Exercise brief: In the records below, pick out all lines containing the word "antenna".

Data excerpts:
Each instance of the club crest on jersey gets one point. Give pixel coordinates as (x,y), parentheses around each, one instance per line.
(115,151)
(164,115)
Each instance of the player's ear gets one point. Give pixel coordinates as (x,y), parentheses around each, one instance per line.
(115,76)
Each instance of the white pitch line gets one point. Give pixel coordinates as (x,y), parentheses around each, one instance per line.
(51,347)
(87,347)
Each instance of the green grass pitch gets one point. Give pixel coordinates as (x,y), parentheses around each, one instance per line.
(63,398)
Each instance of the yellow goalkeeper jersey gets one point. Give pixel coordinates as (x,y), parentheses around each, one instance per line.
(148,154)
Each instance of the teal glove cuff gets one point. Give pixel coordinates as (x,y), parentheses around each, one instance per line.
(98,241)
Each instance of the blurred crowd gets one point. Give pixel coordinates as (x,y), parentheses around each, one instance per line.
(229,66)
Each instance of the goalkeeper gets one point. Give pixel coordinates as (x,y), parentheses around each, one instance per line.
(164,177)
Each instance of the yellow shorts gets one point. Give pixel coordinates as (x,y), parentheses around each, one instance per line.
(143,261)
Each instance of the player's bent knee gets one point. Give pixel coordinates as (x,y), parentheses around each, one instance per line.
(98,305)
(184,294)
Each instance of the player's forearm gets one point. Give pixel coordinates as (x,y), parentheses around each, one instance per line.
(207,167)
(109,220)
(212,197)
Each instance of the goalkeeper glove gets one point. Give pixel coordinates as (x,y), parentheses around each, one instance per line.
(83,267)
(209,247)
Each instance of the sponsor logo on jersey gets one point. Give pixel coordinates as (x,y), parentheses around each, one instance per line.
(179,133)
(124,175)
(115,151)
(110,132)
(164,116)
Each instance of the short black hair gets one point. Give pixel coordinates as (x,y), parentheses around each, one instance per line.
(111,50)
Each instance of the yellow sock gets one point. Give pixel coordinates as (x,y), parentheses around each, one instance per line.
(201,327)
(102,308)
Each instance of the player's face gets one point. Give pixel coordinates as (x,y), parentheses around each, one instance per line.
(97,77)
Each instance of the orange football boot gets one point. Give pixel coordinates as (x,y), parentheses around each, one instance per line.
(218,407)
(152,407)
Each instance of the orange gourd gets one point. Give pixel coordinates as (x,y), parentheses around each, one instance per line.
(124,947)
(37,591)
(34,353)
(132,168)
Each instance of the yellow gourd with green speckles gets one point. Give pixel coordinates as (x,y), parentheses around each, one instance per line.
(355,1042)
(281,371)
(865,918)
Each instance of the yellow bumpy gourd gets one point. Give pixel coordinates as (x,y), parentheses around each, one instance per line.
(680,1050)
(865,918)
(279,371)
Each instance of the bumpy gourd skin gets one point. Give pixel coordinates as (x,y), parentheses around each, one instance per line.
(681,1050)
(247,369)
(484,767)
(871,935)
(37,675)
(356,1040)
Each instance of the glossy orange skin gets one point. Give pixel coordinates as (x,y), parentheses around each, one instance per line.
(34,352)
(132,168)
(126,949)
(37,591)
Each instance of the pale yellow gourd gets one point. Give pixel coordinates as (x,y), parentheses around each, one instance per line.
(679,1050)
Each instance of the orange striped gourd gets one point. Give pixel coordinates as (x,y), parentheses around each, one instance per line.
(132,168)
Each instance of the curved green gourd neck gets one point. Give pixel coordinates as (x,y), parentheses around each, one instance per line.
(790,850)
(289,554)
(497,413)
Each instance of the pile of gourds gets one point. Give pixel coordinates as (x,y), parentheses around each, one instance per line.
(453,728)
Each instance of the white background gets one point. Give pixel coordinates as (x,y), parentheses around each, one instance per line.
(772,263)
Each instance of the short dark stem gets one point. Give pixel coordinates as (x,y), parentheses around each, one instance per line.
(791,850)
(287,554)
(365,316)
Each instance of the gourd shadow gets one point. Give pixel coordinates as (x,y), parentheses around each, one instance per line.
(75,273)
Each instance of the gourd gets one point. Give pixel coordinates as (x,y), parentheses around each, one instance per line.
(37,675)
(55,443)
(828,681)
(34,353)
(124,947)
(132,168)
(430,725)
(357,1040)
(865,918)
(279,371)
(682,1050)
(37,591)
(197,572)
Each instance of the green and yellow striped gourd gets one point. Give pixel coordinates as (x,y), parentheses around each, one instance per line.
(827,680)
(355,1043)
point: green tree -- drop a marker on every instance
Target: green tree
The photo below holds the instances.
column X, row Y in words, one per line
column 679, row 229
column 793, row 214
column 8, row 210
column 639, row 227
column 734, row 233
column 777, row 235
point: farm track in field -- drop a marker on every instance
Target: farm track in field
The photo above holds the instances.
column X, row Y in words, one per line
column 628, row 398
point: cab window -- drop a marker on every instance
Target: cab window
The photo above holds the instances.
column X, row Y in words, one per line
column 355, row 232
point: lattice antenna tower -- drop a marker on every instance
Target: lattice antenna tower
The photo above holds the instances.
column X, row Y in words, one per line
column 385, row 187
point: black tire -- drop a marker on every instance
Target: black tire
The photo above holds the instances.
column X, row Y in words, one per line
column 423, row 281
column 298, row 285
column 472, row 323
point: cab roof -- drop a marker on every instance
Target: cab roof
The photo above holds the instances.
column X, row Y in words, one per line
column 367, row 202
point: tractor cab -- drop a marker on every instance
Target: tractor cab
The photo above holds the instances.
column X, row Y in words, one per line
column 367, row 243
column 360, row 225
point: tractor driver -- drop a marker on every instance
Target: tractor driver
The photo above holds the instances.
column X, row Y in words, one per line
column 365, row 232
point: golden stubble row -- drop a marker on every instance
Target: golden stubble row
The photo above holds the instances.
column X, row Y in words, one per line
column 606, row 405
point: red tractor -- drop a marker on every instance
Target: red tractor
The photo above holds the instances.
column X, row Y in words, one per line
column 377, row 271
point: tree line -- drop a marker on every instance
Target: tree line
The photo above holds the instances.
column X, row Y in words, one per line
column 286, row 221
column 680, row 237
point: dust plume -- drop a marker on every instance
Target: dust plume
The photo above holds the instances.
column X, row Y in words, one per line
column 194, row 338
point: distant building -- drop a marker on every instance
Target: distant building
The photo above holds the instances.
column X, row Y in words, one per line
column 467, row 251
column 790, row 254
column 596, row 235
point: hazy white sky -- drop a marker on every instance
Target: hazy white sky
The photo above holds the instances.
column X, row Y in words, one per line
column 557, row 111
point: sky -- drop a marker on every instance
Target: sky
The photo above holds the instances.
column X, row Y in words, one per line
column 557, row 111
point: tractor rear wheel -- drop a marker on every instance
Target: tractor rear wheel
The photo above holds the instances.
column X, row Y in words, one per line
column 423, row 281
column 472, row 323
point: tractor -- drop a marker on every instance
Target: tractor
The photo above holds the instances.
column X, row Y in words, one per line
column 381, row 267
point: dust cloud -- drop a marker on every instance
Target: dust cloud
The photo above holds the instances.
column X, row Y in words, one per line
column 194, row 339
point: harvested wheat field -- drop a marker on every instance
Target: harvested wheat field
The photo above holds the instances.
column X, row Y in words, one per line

Written response:
point: lattice antenna tower -- drop a marker on every instance
Target: lattice antenna tower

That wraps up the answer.